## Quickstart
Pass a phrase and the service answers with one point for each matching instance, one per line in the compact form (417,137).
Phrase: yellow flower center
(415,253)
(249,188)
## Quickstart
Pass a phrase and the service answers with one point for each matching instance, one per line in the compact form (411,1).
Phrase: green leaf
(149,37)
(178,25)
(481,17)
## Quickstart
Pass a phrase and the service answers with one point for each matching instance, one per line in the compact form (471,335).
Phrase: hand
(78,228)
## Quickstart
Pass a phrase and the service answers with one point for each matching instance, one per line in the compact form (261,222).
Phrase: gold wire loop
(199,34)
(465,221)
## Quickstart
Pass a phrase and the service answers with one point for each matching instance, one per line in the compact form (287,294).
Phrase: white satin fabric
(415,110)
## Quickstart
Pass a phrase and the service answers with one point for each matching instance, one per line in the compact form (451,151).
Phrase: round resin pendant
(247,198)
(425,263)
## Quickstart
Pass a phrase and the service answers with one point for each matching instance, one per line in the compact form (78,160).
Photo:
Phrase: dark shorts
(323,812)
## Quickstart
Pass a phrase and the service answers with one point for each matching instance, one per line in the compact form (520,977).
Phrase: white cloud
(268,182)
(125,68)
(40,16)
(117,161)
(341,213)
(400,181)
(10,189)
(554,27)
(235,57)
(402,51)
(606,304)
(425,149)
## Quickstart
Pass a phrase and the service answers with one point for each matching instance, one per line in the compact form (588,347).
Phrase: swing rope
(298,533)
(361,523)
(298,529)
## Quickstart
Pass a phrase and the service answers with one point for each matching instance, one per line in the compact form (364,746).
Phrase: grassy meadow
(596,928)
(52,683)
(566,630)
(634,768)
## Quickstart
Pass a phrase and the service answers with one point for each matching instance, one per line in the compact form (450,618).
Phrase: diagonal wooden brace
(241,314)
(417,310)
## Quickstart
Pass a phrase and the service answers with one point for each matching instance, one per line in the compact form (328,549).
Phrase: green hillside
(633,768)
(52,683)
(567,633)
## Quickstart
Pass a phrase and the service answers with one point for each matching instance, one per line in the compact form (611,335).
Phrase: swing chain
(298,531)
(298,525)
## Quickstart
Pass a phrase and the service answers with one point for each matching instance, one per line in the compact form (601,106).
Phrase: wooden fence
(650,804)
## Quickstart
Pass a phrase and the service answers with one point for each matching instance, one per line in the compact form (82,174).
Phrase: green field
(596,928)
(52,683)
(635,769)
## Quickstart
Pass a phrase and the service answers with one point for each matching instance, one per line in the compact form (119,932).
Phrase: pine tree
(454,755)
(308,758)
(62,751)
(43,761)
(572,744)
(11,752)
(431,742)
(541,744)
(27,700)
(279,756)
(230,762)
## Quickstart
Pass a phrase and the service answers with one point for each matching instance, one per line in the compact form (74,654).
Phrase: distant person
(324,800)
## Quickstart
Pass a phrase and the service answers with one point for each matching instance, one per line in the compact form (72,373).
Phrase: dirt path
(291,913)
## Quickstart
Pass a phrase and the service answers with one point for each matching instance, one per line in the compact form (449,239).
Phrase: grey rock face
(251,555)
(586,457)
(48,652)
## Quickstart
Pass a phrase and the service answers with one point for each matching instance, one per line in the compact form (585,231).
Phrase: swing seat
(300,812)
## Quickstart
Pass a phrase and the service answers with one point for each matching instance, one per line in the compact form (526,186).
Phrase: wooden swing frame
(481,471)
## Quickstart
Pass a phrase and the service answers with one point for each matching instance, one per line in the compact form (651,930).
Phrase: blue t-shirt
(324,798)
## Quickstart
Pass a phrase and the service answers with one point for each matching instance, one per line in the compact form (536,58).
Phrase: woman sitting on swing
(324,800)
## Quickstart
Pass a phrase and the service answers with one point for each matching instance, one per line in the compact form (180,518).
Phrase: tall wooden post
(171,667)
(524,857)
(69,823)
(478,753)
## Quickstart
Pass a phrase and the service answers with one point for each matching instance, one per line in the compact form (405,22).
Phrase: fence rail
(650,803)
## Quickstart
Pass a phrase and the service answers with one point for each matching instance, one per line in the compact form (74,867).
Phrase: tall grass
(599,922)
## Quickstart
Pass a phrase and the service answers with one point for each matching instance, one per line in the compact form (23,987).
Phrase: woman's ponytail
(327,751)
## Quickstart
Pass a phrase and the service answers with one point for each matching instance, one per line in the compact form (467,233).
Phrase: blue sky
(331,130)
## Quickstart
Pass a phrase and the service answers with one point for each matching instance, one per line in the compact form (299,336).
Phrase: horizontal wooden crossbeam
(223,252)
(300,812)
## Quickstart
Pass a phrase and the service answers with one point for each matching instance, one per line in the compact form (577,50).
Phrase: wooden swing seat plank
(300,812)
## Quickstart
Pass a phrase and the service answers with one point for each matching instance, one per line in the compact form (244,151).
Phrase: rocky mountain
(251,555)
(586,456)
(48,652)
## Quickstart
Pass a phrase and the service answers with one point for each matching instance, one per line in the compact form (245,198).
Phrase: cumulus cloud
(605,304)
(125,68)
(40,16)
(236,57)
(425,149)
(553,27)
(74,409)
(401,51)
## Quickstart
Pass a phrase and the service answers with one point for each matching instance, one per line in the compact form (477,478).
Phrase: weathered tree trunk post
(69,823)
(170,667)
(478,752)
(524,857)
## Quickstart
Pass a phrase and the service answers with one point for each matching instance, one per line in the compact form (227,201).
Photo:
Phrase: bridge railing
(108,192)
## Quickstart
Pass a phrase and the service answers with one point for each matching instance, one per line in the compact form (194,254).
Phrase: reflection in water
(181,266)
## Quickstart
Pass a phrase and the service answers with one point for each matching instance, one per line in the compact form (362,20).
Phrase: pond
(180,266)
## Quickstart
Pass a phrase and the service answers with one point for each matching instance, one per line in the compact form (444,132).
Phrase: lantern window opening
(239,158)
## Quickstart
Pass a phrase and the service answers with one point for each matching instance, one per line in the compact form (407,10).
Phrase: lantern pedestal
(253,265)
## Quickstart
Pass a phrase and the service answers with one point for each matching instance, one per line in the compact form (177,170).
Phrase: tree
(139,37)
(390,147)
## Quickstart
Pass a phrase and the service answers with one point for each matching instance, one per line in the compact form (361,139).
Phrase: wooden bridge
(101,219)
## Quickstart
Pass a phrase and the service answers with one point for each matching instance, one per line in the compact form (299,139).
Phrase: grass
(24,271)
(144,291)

***

BRIEF
Could you output the records in full, exactly as written?

SOLUTION TO THE EXERCISE
## Quickstart
Pass a phrase and the service answers with one point for each matching instance, one per line in the compact form (417,137).
Phrase: yellow flower center
(415,253)
(249,188)
## Quickstart
Pass a phrase and the service answers with one point for each matching instance, one per line in the compact form (411,1).
Phrase: green leaf
(149,37)
(178,25)
(481,17)
## Quickstart
Pass a phrase and the service answers with one point for each matching instance, one per line in the compact form (471,335).
Phrase: hand
(78,228)
## Quickstart
Pass a phrase and the service answers with one point for each matching instance, one per line in the compact form (261,222).
Phrase: gold wire loop
(199,34)
(465,221)
## Quickstart
Pass a phrase and the service answers with one point for each matching instance, one per line in the compact form (287,294).
Phrase: white satin fabric
(415,110)
## Quickstart
Pass a phrase and the service answers with one point for each matching instance, one per line in the compact form (451,151).
Phrase: round resin pendant
(247,198)
(425,263)
## Quickstart
Pass a phrase and the service answers with one point for each matching instance, one per line in the compact form (78,160).
Photo:
Phrase: dark shorts
(323,812)
## Quickstart
Pass a phrase and the service answers with one point for each matching instance, one per line in the compact form (520,977).
Phrase: white cloud
(268,182)
(125,68)
(40,16)
(117,161)
(341,213)
(400,181)
(10,189)
(554,27)
(235,57)
(402,51)
(606,304)
(425,149)
## Quickstart
Pass a phrase and the service answers with one point for each matching instance, one per line in the compact form (588,347).
Phrase: swing rope
(298,533)
(361,523)
(298,529)
## Quickstart
Pass a phrase and the service answers with one point for each matching instance, one per line in the compact form (364,746).
Phrase: grassy meadow
(596,928)
(52,683)
(566,630)
(634,768)
## Quickstart
Pass a phrase and the service answers with one point for each matching instance, one per line in the compact form (450,618).
Phrase: diagonal wooden brace
(241,314)
(417,310)
## Quickstart
Pass a phrase and the service answers with one point for each matching instance, one per line in the compact form (328,549).
Phrase: green hillside
(633,768)
(52,683)
(567,633)
## Quickstart
Pass a phrase and the service answers with one point for each matching instance, one per line in the compact form (611,335).
Phrase: swing chain
(298,531)
(298,525)
## Quickstart
Pass a phrase and the service answers with one point for each matching instance, one per line in the compact form (601,106).
Phrase: wooden fence
(650,804)
## Quickstart
Pass a phrase and the service answers with one point for each matching instance, one per line in the compact form (82,174).
Phrase: green field
(596,928)
(52,683)
(635,769)
## Quickstart
Pass a phrase and the service answers with one point for each matching instance, one per line in the compact form (119,932).
Phrase: pine tree
(454,755)
(308,758)
(62,751)
(43,761)
(572,744)
(11,752)
(431,742)
(541,744)
(27,700)
(279,756)
(230,762)
## Quickstart
Pass a phrase and the service answers with one point for each matching instance, one per line in the compact form (74,654).
Phrase: distant person
(324,800)
## Quickstart
Pass a phrase and the service answers with one point for each matching instance, one per line in the compact form (72,373).
Phrase: dirt path
(291,913)
## Quickstart
Pass a phrase and the service answers with one point for each matching instance, one per line in the compact form (449,239).
Phrase: grey rock face
(251,555)
(586,457)
(48,652)
## Quickstart
Pass a phrase and the service answers with one point for each matching instance, one per line in the compact form (585,231).
Phrase: swing seat
(300,812)
## Quickstart
Pass a phrase and the service answers with one point for each matching instance, one per line in the compact form (526,186).
Phrase: wooden swing frame
(481,471)
## Quickstart
Pass a phrase and the service answers with one point for each matching instance, one per line in the compact form (651,930).
Phrase: blue t-shirt
(324,798)
## Quickstart
Pass a phrase and the service answers with one point for each matching instance, one per line in the compact form (536,58).
Phrase: woman sitting on swing
(324,800)
## Quickstart
Pass a phrase and the service answers with one point for each matching instance, one per line in the compact form (180,518).
Phrase: tall wooden post
(171,667)
(524,857)
(69,823)
(478,753)
## Quickstart
Pass a phrase and the service answers with one point for each matching instance, one per line in the compact form (405,22).
Phrase: fence rail
(650,803)
## Quickstart
Pass a phrase and the service answers with one point for each matching instance, one per line in the compact form (74,867).
Phrase: tall grass
(599,922)
## Quickstart
Pass a phrase and the service answers with one point for each matching instance, one per line in the compact form (23,987).
Phrase: woman's ponytail
(327,751)
## Quickstart
Pass a phrase and the service answers with one point for each matching instance, one per line in the compact form (467,233).
Phrase: blue sky
(331,130)
## Quickstart
Pass a phrase and the service answers with one point for each matching instance, one per line in the compact form (299,336).
Phrase: horizontal wooden crossbeam
(223,252)
(300,812)
## Quickstart
Pass a phrase and the service answers with one point for each matching instance, one per line in the compact form (577,50).
Phrase: wooden swing seat plank
(300,812)
## Quickstart
Pass a phrase and the service answers with one point for each matching instance, one per line in the compact form (244,151).
Phrase: rocky mountain
(251,555)
(586,456)
(48,652)
## Quickstart
Pass a phrase and the service answers with one point for each matching instance, one per line in the compact form (245,198).
Phrase: cumulus cloud
(605,304)
(125,68)
(40,16)
(236,57)
(425,149)
(553,27)
(74,409)
(401,51)
## Quickstart
Pass a phrase and the service answers with one point for each matching instance, one per line in the compact form (477,478).
Phrase: weathered tree trunk post
(69,823)
(170,667)
(478,752)
(524,857)
## Quickstart
Pass a phrase and the service answers with one point for each matching instance, one per line in the compact form (227,201).
Photo:
Phrase: bridge railing
(108,192)
## Quickstart
Pass a phrase and the service answers with one point for each matching instance, one per line in the compact form (194,254).
Phrase: reflection in water
(181,266)
## Quickstart
Pass a phrase and the service answers with one point for each matching instance, one per line in the compact form (362,20).
Phrase: pond
(180,266)
## Quickstart
Pass a phrase and the service answers with one point for each matching instance, one per line in the compact form (444,132).
Phrase: lantern window opening
(239,158)
## Quickstart
Pass a phrase and the service answers with one point for each matching instance, one per line in the compact form (407,10).
Phrase: lantern pedestal
(253,265)
## Quickstart
Pass a phrase and the service answers with one point for each matching instance, one per line in the compact form (177,170).
Phrase: tree
(139,37)
(390,147)
## Quickstart
Pass a phrase and the service answers with one point for each matching instance, one per line in the compact form (361,139).
Phrase: wooden bridge
(101,219)
## Quickstart
Pass a phrase and the service answers with one point for each matching instance, one per line in the compact form (299,139).
Phrase: grass
(24,271)
(144,291)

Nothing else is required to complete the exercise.